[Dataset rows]
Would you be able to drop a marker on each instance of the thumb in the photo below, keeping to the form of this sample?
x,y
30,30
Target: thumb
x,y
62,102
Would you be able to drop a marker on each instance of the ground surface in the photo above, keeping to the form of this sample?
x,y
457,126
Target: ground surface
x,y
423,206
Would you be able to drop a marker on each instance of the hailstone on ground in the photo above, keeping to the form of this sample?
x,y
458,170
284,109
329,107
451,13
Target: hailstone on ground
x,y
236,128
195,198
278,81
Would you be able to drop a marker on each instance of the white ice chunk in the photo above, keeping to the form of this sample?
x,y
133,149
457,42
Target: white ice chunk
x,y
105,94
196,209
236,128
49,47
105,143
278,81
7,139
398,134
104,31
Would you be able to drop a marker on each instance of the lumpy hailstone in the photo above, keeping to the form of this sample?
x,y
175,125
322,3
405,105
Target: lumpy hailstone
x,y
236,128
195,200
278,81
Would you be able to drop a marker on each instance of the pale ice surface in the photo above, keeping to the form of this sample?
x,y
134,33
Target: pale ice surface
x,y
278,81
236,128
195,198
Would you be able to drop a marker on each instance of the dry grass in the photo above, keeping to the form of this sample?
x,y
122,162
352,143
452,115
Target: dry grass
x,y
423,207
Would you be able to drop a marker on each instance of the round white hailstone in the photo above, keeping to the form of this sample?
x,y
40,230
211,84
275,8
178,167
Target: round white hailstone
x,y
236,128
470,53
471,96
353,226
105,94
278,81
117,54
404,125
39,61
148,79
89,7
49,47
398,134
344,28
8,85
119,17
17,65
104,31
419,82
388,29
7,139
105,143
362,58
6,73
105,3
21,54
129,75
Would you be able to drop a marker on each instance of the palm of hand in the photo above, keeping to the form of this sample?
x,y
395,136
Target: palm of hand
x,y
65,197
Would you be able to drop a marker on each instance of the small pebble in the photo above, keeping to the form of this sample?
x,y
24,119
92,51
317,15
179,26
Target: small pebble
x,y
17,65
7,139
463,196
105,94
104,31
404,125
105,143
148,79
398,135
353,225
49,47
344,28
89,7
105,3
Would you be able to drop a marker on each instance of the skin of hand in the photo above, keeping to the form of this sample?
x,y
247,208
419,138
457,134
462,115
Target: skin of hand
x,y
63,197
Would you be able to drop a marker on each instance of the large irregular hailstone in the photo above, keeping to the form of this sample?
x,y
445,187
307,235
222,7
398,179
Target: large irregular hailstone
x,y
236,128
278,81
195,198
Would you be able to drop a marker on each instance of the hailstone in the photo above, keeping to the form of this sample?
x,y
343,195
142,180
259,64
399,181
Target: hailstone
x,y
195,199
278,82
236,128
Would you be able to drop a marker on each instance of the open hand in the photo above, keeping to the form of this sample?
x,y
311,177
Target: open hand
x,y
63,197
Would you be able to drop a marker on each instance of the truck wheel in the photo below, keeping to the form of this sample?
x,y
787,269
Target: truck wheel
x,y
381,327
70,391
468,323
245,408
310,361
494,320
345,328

What you are asked to do: Rewrite the listing, replacing "drop a marker" with "place a dot" everywhere it occurs and changing nothing else.

Reply:
Would you be able to place a dot on each instance of the thumb in the photo below, keeping to the form of this sample?
x,y
30,30
Target: thumb
x,y
62,102
Would you be able to place a dot on each instance of the ground surface in the photo above, keeping to the form of this sample?
x,y
457,126
Target: ground surface
x,y
423,206
Would you be able to place a dot on each instance of the hailstone on ground in the photo above, keeping to the form of this sample?
x,y
458,170
284,109
329,107
451,13
Target: hailstone on ground
x,y
236,128
195,198
278,81
Would you be able to place a dot on each instance of the white ice chunk in the photo above, keeping to the form of this sample?
x,y
133,149
457,42
Target: white ice chunk
x,y
105,94
196,209
236,128
49,47
105,143
278,81
7,139
398,134
104,31
Would you be able to place a dot on each instance of the lumpy hailstone in the photo above, keeping to the form of this sample?
x,y
175,125
322,3
405,105
Target: lumpy hailstone
x,y
236,128
195,200
278,81
Would you be able to place a dot on each instance of the pale ice surface in the photo above, keeping to the form of this sample?
x,y
134,33
Target: pale ice surface
x,y
278,81
236,128
195,198
Would you be able to place a dot on each instance of the dry grass in the photo above, keeping to the form of this sample?
x,y
122,162
352,143
452,115
Target: dry grass
x,y
423,207
Would you be able to place a dot on each instance of the round white hailstone in the photo above, keeping to the form of this sample?
x,y
40,230
211,84
275,8
178,167
Target: round white hailstone
x,y
236,128
470,53
471,96
353,226
105,94
278,81
117,54
404,125
39,61
148,79
89,7
49,47
398,134
344,28
8,85
119,17
17,65
104,31
419,82
388,29
7,139
105,143
362,58
6,73
105,3
21,54
129,75
Would you be able to place a dot on each instance of the palm of hand in the photo above, keeping to the form of this sample?
x,y
395,136
Target: palm of hand
x,y
65,197
Would you be able to place a dot on each instance of the small pebble in the photo above, keeping to the form of this sample?
x,y
24,119
92,51
317,15
179,26
Target: small pebble
x,y
17,65
7,139
463,196
105,94
104,31
404,125
105,143
148,79
398,135
353,225
49,47
344,28
89,7
105,3
Would you be able to place a dot on each instance of the skin of hand in the photo above, keeping to the form of this sample?
x,y
247,208
419,138
457,134
462,115
Target: skin of hand
x,y
63,197
Would you be able to place a dot on each instance of the large irregular hailstone in the photo above, keeping to the form of this sample?
x,y
445,187
307,235
222,7
398,179
Target: large irregular hailstone
x,y
236,128
278,81
195,198
Would you be able to place a dot on each instance of the hailstone in the photo above, keeping to the form of this sample?
x,y
343,195
142,180
259,64
399,181
Target: hailstone
x,y
195,199
278,82
236,128
Would you be able to place a dot on each instance of the open hand in the photo above, keeping to the form of this sample?
x,y
311,177
Target: open hand
x,y
63,197
Would you be able to place a dot on each instance of the truck wheel in the photo below, keeping to the form of this sample?
x,y
787,269
Target: truck wheel
x,y
381,327
70,391
468,323
245,408
310,361
494,320
345,328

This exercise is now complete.